* _TASK BRIEF_
Copy out each line of the material below that contains the string "railing", treating uppercase and lowercase as different.

--- Begin GIVEN RECORDS ---

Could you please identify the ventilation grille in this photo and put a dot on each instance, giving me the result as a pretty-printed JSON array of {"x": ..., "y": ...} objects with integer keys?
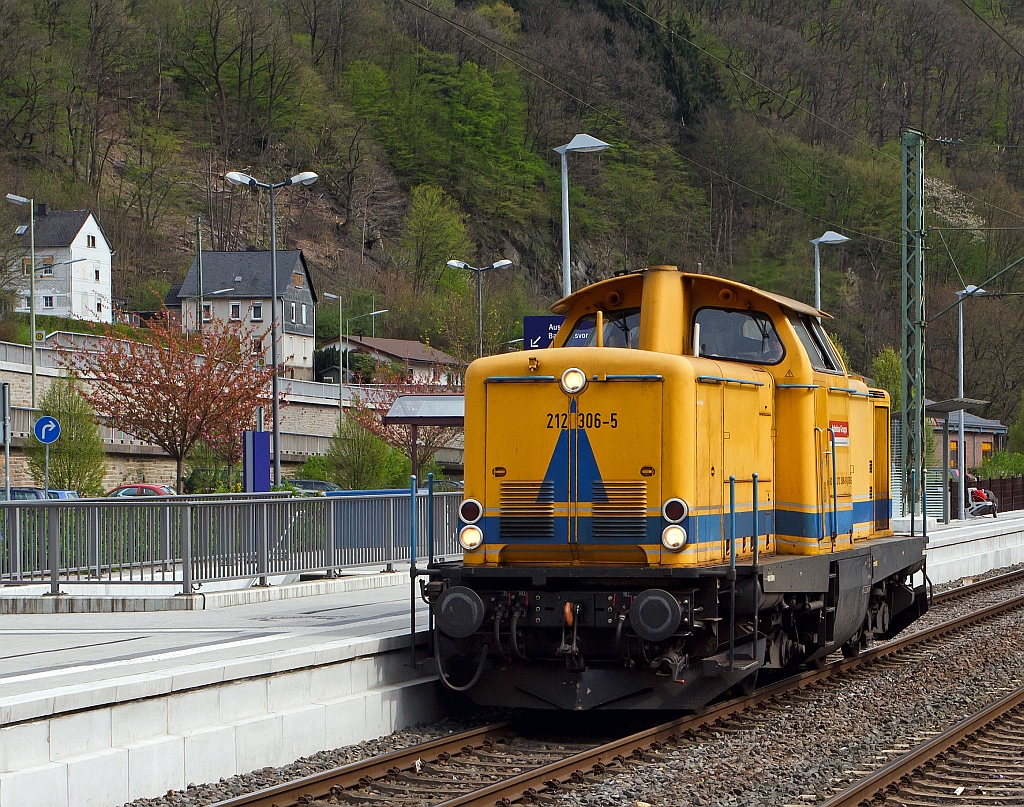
[
  {"x": 620, "y": 510},
  {"x": 527, "y": 510}
]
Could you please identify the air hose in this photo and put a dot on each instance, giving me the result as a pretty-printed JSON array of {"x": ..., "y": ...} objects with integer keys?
[{"x": 443, "y": 676}]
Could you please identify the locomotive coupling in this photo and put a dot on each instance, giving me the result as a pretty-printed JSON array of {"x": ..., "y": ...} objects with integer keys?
[{"x": 459, "y": 612}]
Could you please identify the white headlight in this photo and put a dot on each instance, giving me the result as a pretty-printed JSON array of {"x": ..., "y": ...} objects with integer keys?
[
  {"x": 573, "y": 380},
  {"x": 674, "y": 538},
  {"x": 471, "y": 537}
]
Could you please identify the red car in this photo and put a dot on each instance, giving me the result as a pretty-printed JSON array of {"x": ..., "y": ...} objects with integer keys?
[{"x": 142, "y": 489}]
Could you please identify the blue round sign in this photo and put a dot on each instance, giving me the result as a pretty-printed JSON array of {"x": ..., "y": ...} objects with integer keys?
[{"x": 47, "y": 429}]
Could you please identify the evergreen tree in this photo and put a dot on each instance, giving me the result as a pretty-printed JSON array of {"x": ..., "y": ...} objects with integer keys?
[{"x": 78, "y": 461}]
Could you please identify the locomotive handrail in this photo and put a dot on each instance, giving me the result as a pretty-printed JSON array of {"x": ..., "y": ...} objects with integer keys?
[
  {"x": 850, "y": 391},
  {"x": 501, "y": 379},
  {"x": 723, "y": 380}
]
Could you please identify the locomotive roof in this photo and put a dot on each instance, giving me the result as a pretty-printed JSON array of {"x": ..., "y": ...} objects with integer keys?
[{"x": 564, "y": 304}]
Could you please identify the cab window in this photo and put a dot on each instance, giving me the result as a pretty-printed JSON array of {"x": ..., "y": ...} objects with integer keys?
[
  {"x": 622, "y": 329},
  {"x": 818, "y": 348},
  {"x": 738, "y": 336}
]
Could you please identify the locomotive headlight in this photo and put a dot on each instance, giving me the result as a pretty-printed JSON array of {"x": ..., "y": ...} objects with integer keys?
[
  {"x": 471, "y": 537},
  {"x": 673, "y": 537},
  {"x": 470, "y": 511},
  {"x": 573, "y": 381},
  {"x": 675, "y": 510}
]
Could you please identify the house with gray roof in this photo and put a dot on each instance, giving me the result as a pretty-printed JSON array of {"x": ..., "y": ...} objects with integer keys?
[
  {"x": 73, "y": 266},
  {"x": 237, "y": 287}
]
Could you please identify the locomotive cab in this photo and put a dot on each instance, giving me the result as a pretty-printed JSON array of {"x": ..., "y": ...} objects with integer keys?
[{"x": 688, "y": 476}]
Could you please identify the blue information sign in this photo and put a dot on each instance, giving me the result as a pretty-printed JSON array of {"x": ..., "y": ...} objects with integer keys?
[
  {"x": 47, "y": 429},
  {"x": 540, "y": 331}
]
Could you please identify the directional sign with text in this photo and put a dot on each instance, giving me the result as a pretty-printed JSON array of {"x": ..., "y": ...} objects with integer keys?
[
  {"x": 540, "y": 331},
  {"x": 47, "y": 429}
]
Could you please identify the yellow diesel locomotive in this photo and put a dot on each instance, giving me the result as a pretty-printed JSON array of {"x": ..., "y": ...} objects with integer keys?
[{"x": 686, "y": 487}]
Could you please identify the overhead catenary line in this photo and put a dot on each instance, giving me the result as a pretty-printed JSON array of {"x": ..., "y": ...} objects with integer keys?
[
  {"x": 641, "y": 135},
  {"x": 816, "y": 117}
]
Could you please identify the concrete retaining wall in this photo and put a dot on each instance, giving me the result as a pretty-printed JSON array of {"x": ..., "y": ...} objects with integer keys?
[{"x": 141, "y": 747}]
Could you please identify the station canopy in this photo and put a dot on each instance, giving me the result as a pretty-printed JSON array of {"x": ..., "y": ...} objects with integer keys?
[{"x": 427, "y": 411}]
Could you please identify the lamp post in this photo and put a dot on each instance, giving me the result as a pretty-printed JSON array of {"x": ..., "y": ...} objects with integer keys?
[
  {"x": 16, "y": 200},
  {"x": 373, "y": 314},
  {"x": 305, "y": 178},
  {"x": 341, "y": 380},
  {"x": 829, "y": 237},
  {"x": 498, "y": 264},
  {"x": 582, "y": 142},
  {"x": 969, "y": 291}
]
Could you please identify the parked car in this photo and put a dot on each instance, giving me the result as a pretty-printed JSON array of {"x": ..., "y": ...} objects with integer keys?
[
  {"x": 311, "y": 486},
  {"x": 142, "y": 489},
  {"x": 23, "y": 494}
]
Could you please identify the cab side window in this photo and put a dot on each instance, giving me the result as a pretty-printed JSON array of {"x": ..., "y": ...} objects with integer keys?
[
  {"x": 622, "y": 329},
  {"x": 818, "y": 348},
  {"x": 738, "y": 336}
]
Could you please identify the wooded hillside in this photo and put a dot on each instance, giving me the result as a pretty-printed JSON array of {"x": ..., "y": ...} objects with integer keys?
[{"x": 740, "y": 130}]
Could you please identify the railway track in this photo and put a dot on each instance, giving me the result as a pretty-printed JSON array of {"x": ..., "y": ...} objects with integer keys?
[
  {"x": 491, "y": 765},
  {"x": 978, "y": 761}
]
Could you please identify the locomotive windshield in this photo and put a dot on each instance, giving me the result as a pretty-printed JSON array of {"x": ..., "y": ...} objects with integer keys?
[
  {"x": 622, "y": 329},
  {"x": 739, "y": 336}
]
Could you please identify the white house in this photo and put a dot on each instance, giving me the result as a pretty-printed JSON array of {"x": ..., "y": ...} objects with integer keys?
[
  {"x": 236, "y": 286},
  {"x": 73, "y": 266}
]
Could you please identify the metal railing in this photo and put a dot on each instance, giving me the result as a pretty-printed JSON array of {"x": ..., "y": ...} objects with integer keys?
[{"x": 188, "y": 542}]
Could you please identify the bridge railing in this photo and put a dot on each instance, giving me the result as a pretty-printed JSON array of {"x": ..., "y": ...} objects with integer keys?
[{"x": 188, "y": 542}]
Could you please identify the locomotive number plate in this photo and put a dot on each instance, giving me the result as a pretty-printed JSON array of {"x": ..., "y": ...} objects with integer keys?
[{"x": 583, "y": 420}]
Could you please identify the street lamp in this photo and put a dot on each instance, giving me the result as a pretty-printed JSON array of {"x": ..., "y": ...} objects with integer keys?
[
  {"x": 305, "y": 178},
  {"x": 582, "y": 142},
  {"x": 16, "y": 200},
  {"x": 352, "y": 320},
  {"x": 830, "y": 237},
  {"x": 498, "y": 264},
  {"x": 969, "y": 291},
  {"x": 341, "y": 380}
]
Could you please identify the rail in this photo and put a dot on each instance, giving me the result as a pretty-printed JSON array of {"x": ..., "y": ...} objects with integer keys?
[{"x": 186, "y": 542}]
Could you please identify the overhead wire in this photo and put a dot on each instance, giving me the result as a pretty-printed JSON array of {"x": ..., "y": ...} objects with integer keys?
[
  {"x": 816, "y": 117},
  {"x": 491, "y": 45}
]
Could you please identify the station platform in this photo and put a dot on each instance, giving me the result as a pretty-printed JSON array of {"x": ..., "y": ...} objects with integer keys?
[
  {"x": 100, "y": 709},
  {"x": 97, "y": 709}
]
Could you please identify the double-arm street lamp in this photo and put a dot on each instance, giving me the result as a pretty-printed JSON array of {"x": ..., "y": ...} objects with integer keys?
[
  {"x": 582, "y": 142},
  {"x": 498, "y": 264},
  {"x": 829, "y": 237},
  {"x": 16, "y": 200},
  {"x": 305, "y": 178}
]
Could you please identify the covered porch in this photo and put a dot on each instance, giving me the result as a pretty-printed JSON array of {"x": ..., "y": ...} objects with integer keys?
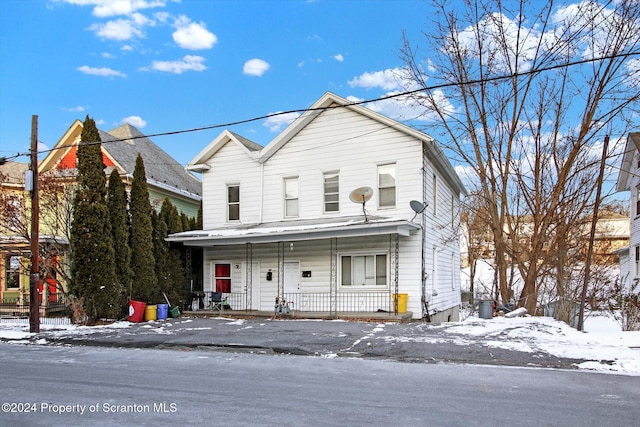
[{"x": 293, "y": 268}]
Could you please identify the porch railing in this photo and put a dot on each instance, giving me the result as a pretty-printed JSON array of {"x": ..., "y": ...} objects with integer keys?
[
  {"x": 316, "y": 301},
  {"x": 345, "y": 301}
]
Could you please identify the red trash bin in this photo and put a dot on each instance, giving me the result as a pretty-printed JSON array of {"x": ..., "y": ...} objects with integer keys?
[{"x": 136, "y": 311}]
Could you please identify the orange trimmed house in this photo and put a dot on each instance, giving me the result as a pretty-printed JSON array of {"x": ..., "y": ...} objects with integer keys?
[{"x": 166, "y": 179}]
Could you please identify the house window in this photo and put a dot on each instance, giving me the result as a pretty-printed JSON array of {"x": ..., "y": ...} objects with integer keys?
[
  {"x": 12, "y": 271},
  {"x": 364, "y": 270},
  {"x": 222, "y": 277},
  {"x": 331, "y": 192},
  {"x": 233, "y": 203},
  {"x": 435, "y": 195},
  {"x": 291, "y": 198},
  {"x": 387, "y": 185}
]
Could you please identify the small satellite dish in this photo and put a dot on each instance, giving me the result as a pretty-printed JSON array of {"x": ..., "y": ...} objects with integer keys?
[
  {"x": 417, "y": 207},
  {"x": 361, "y": 195}
]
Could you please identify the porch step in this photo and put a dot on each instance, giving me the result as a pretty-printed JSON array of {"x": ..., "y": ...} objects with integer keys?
[{"x": 354, "y": 316}]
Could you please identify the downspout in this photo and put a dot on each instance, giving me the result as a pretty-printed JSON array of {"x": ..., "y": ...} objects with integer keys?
[
  {"x": 423, "y": 241},
  {"x": 261, "y": 193}
]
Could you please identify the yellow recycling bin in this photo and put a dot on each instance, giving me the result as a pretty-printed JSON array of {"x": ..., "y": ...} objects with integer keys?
[
  {"x": 151, "y": 312},
  {"x": 401, "y": 301}
]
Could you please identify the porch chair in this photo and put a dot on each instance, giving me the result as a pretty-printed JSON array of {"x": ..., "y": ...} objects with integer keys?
[{"x": 216, "y": 302}]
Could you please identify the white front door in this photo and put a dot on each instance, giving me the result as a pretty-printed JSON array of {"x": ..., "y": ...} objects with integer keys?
[
  {"x": 255, "y": 284},
  {"x": 291, "y": 277}
]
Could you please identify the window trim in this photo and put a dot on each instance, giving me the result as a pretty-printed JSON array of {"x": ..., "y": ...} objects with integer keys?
[
  {"x": 353, "y": 254},
  {"x": 286, "y": 199},
  {"x": 325, "y": 175},
  {"x": 395, "y": 185},
  {"x": 229, "y": 203}
]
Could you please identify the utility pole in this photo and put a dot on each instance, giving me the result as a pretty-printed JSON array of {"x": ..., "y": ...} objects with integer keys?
[
  {"x": 34, "y": 277},
  {"x": 592, "y": 235}
]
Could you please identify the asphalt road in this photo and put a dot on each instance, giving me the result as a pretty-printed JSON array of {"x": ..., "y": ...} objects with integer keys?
[
  {"x": 45, "y": 385},
  {"x": 425, "y": 343}
]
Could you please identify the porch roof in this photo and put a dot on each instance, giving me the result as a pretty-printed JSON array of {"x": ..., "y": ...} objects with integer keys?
[{"x": 296, "y": 230}]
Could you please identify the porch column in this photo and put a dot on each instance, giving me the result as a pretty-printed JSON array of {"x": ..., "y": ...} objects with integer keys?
[
  {"x": 394, "y": 241},
  {"x": 280, "y": 270},
  {"x": 248, "y": 274},
  {"x": 333, "y": 280}
]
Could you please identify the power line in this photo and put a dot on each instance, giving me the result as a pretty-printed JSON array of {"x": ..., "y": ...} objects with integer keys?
[{"x": 350, "y": 104}]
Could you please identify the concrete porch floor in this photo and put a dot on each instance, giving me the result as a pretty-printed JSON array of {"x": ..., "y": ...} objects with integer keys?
[{"x": 353, "y": 316}]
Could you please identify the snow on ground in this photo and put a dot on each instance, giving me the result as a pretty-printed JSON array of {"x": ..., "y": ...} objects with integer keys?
[{"x": 603, "y": 339}]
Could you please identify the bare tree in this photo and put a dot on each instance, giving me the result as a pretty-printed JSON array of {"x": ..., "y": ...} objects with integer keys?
[{"x": 523, "y": 94}]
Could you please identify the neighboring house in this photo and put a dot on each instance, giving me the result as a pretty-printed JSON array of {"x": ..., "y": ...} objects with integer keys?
[
  {"x": 288, "y": 220},
  {"x": 166, "y": 178},
  {"x": 629, "y": 180}
]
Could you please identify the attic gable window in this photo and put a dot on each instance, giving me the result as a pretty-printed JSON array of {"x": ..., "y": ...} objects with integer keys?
[
  {"x": 233, "y": 202},
  {"x": 387, "y": 186},
  {"x": 291, "y": 209}
]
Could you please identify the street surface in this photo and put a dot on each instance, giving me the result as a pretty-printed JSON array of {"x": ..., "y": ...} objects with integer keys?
[{"x": 46, "y": 385}]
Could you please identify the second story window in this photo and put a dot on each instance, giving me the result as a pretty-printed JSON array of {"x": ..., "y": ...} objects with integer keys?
[
  {"x": 233, "y": 203},
  {"x": 331, "y": 192},
  {"x": 387, "y": 186},
  {"x": 291, "y": 198}
]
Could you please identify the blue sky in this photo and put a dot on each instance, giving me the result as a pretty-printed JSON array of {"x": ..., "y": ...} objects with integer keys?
[{"x": 165, "y": 65}]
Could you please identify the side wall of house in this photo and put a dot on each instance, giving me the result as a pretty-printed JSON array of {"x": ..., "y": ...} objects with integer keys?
[{"x": 441, "y": 245}]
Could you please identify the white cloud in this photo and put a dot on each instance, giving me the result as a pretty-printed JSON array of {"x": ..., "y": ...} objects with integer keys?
[
  {"x": 78, "y": 109},
  {"x": 120, "y": 29},
  {"x": 194, "y": 36},
  {"x": 135, "y": 121},
  {"x": 188, "y": 63},
  {"x": 280, "y": 121},
  {"x": 389, "y": 79},
  {"x": 102, "y": 71},
  {"x": 103, "y": 9},
  {"x": 255, "y": 67}
]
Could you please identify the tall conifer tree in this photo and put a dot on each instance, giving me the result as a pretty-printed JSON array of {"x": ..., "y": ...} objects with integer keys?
[
  {"x": 117, "y": 202},
  {"x": 92, "y": 253},
  {"x": 145, "y": 284}
]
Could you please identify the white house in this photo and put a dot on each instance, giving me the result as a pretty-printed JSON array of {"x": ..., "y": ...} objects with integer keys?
[
  {"x": 330, "y": 216},
  {"x": 629, "y": 180}
]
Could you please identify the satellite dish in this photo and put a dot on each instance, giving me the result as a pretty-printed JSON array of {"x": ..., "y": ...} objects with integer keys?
[
  {"x": 361, "y": 195},
  {"x": 417, "y": 207}
]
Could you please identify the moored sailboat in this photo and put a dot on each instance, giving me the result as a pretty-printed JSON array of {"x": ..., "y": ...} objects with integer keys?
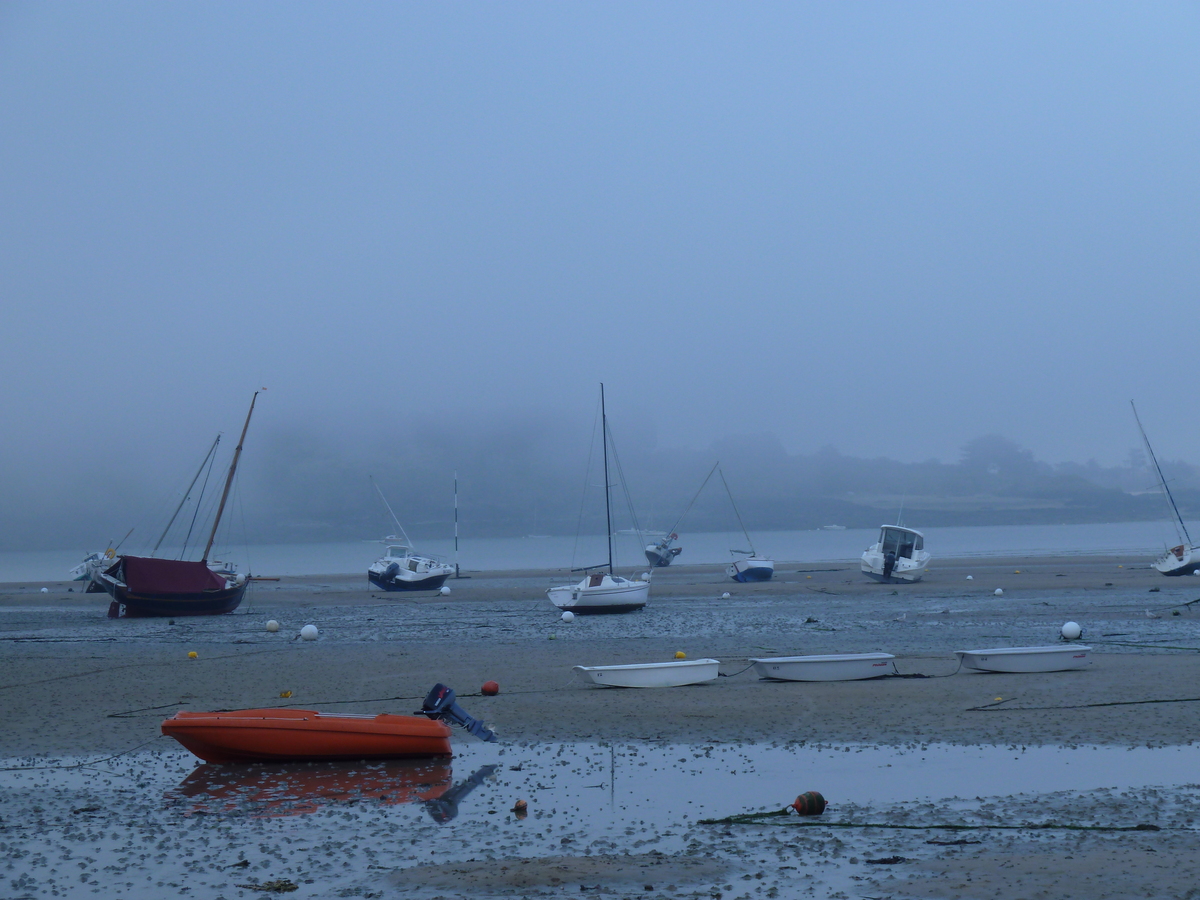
[
  {"x": 151, "y": 586},
  {"x": 748, "y": 565},
  {"x": 603, "y": 592},
  {"x": 1185, "y": 557}
]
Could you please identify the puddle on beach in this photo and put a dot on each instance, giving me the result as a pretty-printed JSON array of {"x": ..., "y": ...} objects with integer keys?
[{"x": 142, "y": 825}]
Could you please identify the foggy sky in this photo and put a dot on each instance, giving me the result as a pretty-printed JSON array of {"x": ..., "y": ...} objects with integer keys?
[{"x": 886, "y": 228}]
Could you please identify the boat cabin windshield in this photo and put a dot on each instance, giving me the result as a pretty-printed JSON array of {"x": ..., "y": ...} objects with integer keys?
[{"x": 900, "y": 541}]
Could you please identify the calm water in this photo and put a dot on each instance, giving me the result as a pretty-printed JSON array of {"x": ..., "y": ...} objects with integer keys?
[{"x": 557, "y": 552}]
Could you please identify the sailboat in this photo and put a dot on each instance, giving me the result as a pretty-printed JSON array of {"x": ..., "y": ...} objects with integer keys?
[
  {"x": 748, "y": 565},
  {"x": 1185, "y": 557},
  {"x": 151, "y": 586},
  {"x": 603, "y": 592}
]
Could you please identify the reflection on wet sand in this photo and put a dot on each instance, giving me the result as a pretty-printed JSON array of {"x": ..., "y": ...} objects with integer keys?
[
  {"x": 299, "y": 789},
  {"x": 262, "y": 790}
]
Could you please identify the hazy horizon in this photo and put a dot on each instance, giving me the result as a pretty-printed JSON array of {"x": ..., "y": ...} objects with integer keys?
[{"x": 887, "y": 229}]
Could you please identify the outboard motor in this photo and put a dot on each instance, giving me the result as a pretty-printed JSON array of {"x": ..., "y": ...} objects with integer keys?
[
  {"x": 889, "y": 563},
  {"x": 439, "y": 703}
]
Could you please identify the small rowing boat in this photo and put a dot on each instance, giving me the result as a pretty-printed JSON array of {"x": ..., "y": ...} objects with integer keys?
[
  {"x": 1025, "y": 659},
  {"x": 305, "y": 735},
  {"x": 653, "y": 675},
  {"x": 832, "y": 667}
]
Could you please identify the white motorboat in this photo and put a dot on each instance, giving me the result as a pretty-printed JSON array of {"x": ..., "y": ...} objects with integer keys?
[
  {"x": 600, "y": 593},
  {"x": 899, "y": 556},
  {"x": 661, "y": 553},
  {"x": 653, "y": 675},
  {"x": 1185, "y": 557},
  {"x": 753, "y": 568},
  {"x": 1056, "y": 658},
  {"x": 604, "y": 592},
  {"x": 400, "y": 569},
  {"x": 832, "y": 667}
]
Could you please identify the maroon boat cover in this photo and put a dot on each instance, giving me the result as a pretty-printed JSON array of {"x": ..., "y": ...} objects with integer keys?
[{"x": 147, "y": 575}]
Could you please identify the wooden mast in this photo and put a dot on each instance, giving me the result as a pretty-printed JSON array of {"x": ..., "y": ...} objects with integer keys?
[
  {"x": 233, "y": 468},
  {"x": 607, "y": 511}
]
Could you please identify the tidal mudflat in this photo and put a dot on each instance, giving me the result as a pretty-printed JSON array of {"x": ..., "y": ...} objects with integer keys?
[{"x": 1079, "y": 784}]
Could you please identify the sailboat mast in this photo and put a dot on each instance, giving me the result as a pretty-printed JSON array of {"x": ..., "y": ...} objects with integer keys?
[
  {"x": 744, "y": 532},
  {"x": 1162, "y": 479},
  {"x": 607, "y": 510},
  {"x": 186, "y": 493},
  {"x": 233, "y": 468}
]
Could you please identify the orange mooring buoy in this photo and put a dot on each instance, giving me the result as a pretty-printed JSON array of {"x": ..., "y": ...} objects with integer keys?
[{"x": 809, "y": 803}]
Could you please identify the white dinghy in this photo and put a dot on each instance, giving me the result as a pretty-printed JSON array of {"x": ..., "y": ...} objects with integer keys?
[
  {"x": 653, "y": 675},
  {"x": 1025, "y": 659},
  {"x": 832, "y": 667}
]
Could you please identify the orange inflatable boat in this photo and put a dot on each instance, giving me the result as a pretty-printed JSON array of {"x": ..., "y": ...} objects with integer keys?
[
  {"x": 304, "y": 735},
  {"x": 282, "y": 735}
]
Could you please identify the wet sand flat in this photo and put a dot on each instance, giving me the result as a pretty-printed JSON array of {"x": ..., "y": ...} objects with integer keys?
[{"x": 77, "y": 683}]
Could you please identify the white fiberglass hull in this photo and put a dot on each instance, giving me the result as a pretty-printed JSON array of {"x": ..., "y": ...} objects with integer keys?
[
  {"x": 1026, "y": 659},
  {"x": 833, "y": 667},
  {"x": 1179, "y": 561},
  {"x": 653, "y": 675},
  {"x": 905, "y": 570},
  {"x": 610, "y": 594}
]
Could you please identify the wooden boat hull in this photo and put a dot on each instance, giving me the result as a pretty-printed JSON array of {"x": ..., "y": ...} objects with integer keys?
[
  {"x": 304, "y": 735},
  {"x": 1025, "y": 659},
  {"x": 833, "y": 667},
  {"x": 652, "y": 675},
  {"x": 208, "y": 603}
]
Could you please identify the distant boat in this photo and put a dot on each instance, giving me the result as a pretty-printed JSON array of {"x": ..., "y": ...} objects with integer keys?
[
  {"x": 749, "y": 567},
  {"x": 151, "y": 586},
  {"x": 400, "y": 568},
  {"x": 661, "y": 553},
  {"x": 1185, "y": 557},
  {"x": 899, "y": 556},
  {"x": 603, "y": 592}
]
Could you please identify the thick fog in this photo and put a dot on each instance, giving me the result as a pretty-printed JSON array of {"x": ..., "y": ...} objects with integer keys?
[{"x": 805, "y": 239}]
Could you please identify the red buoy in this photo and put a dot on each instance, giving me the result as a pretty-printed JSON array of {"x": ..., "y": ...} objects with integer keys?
[{"x": 809, "y": 803}]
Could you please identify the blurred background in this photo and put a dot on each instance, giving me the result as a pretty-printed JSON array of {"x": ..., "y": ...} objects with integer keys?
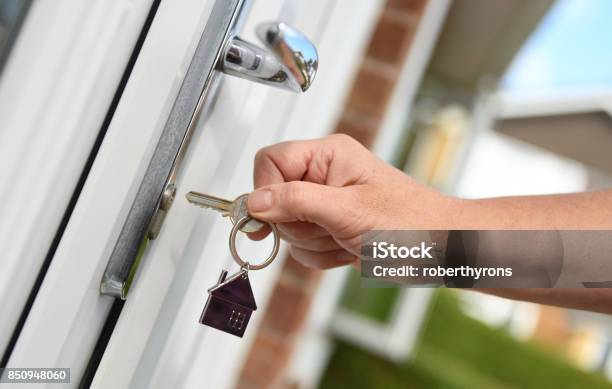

--- End GIVEN RECORDS ---

* _RESULT FOR THIS EXERCISE_
Could you please identify the metal railing in this photo and put a dot on each instance, giving me the result as a pretty-printed JSON array of {"x": ..., "y": ...} objects with integer keys?
Could you please identify the bridge railing in this photo and put a dot on each instance, giving me the result as a pretty-printed JSON array of {"x": ..., "y": ...} objects with integer keys?
Could you please identify the porch railing in this photo and put a dot on each instance, giving me the result as a pretty-printed JSON array of {"x": ..., "y": ...} objects with integer keys?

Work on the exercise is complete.